- Sayfa alıntısı -

══════════════════════════════

Asya bizim hayat damarımızdır

1
NEÜ Selçuklu Kültür ve Medeniyeti Uygulama ve Araştırmalar Merkezi Müdürü ve NEÜ Sanat Tarihi Bölüm Başkanı Prof. Dr. Ahmet Çaycı ile epey zamandır kapsamlı bir sohbet imkânı bulamadığımızdan olsa gerek, sorup öğreneceğimiz pek çok konu birikmişti. “Anadolu’daki Türk-İslam kültürünün Doğu Türkistan’dan Hazar Denizi’ne kadar geniş bir coğrafyada aranması gerektiğini söyleyen Ahmet Çaycı bakın neler anlattı:


Hocam sizi tanıyabilir miyiz, hangi tarihte nerede dünyaya geldiniz ve hangi okullarda tahsil gördünüz?
Efendim, 1968 Konya-Derbent doğumluyum. İlk ve Orta eğitimi Konya-Derbent’te; liseyi Tekirdağ’da; Üniversiteyi ise Selçuk Üniversitesi Fen-Edebiyat Fakültesi Arkeoloji ve Sanat Tarihi Bölümü’nde 1990 yılında tamamladım. 1992 senesinde Selçuk Üniversitesi İlahiyat Fakültesi Türk-İslâm Sanatları Anabilim Dalı’nda araştırma görevlisi olarak akademik vazifeye başladım. 1993 yılında Selçuk Üniversitesi Sosyal Bilimler Enstitüsü’nde Yüksek Lisansımı bitirdim. 1996 senesinde MEB bursuyla Ürdün Üniversitesi’nde Arapça Dil okuluna bir yıl süreyle devam ettim. 2000 senesinde Hacettepe Üniversitesi’nde doktoramı ikmal ettim.  Başta Selçuklu Sanatı olmak üzere İslâm Sanatları, Oryantalizm, Sembolizm, Vakıf ve Sanat gibi konular üzerine araştırmalar yapmaktayım ve bu sahada çok sayıda kitap ve onlarca makale kaleme aldım.

Akademik kariyerinizin gelişim sürecini anlatır mısınız?
Yükseköğrenime gelmeden Ortaokul seviyesinde iken bazı sorunlar ve gelgitler yaşadığımı ifade etmek isterim. Konya’nın küçük bir kasabası olan Derbent’te ortaokula başlamış olmanın heyecanıyla birlikte ilk hafta kahvenin önünde oturma cezası olarak dönemin okul müdüründen yediğim dayak sonucu okulu bırakmaya karar vermiştim. Rahmetli babam o tarihte rızık temini için gurbette bulunduğundan rahmetli annemin ısrarı ile okula devam etmek zorunda kalmıştım. Annemin o ısrarı akademiye kadar uzanan yolculuğun önemli yapı taşlarından birini teşkil etmiştir.

Liseyi Tekirdağ’da parasız yatılı olarak tamamladıktan sonra Konya’da okumanın da mümkün olabileceğini idrak edebilecek yaşa gelmiş idim ve Selçuk Üniversitesi Arkeoloji Sanat Tarihi Bölümü’nü tercih etmiş ve bu bölümü de severek tamamlamıştım.

══════════════════════════════

- Veri kümesi -
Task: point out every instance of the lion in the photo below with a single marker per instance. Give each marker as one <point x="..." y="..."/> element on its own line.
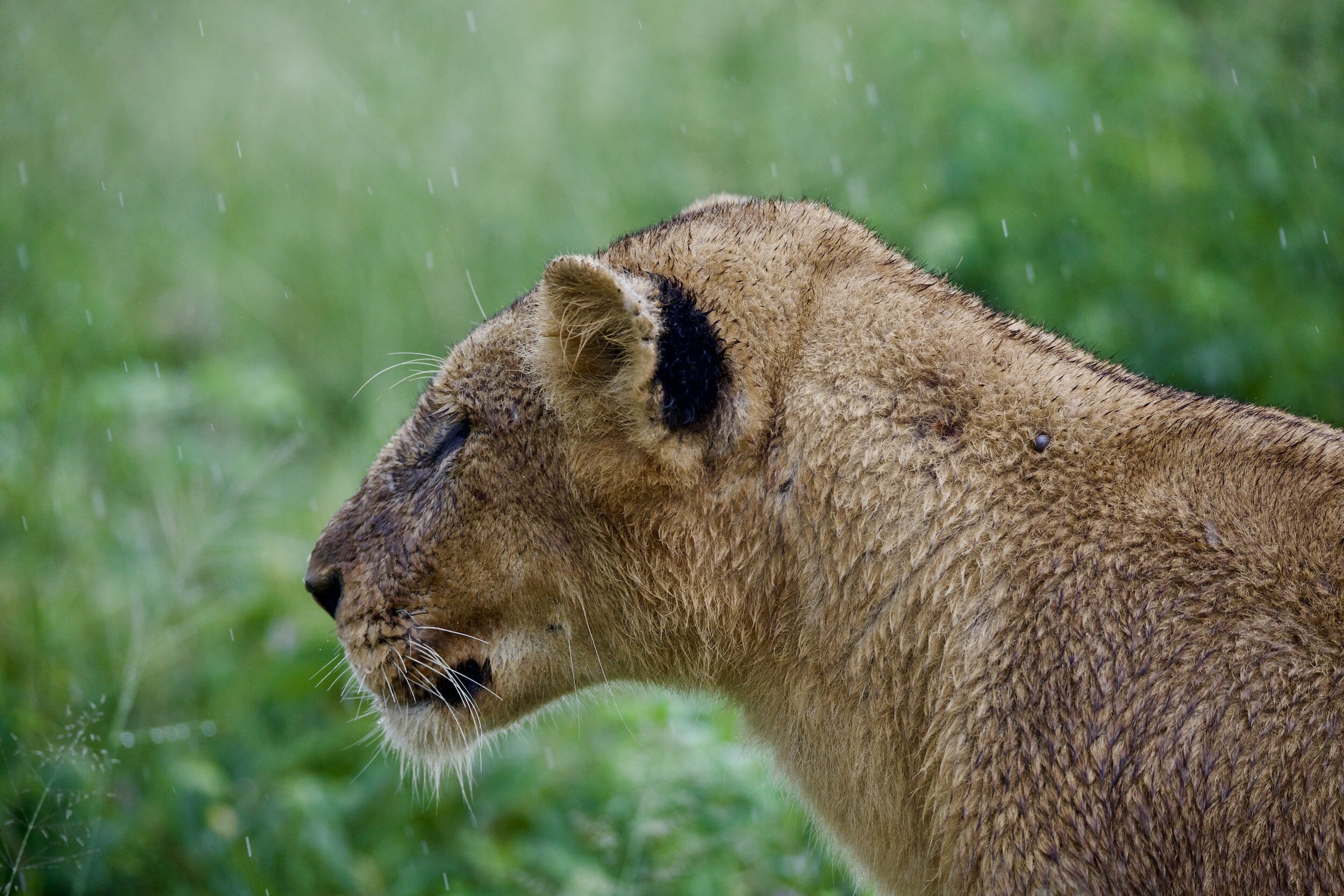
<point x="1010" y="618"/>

══════════════════════════════

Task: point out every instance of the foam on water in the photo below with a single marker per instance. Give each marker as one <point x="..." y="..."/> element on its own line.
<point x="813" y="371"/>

══════════════════════════════

- Alıştırma -
Söyleşinin "Efendim, 1968 Konya-Derbent" ile başlayıp "makale kaleme aldım." ile biten bölümünü, "Hacettepe" ifadesini "Ankara" olarak değiştirerek yeniden yazın.

- Beklenen cevap -
Efendim, 1968 Konya-Derbent doğumluyum. İlk ve Orta eğitimi Konya-Derbent’te; liseyi Tekirdağ’da; Üniversiteyi ise Selçuk Üniversitesi Fen-Edebiyat Fakültesi Arkeoloji ve Sanat Tarihi Bölümü’nde 1990 yılında tamamladım. 1992 senesinde Selçuk Üniversitesi İlahiyat Fakültesi Türk-İslâm Sanatları Anabilim Dalı’nda araştırma görevlisi olarak akademik vazifeye başladım. 1993 yılında Selçuk Üniversitesi Sosyal Bilimler Enstitüsü’nde Yüksek Lisansımı bitirdim. 1996 senesinde MEB bursuyla Ürdün Üniversitesi’nde Arapça Dil okuluna bir yıl süreyle devam ettim. 2000 senesinde Ankara Üniversitesi’nde doktoramı ikmal ettim.  Başta Selçuklu Sanatı olmak üzere İslâm Sanatları, Oryantalizm, Sembolizm, Vakıf ve Sanat gibi konular üzerine araştırmalar yapmaktayım ve bu sahada çok sayıda kitap ve onlarca makale kaleme aldım.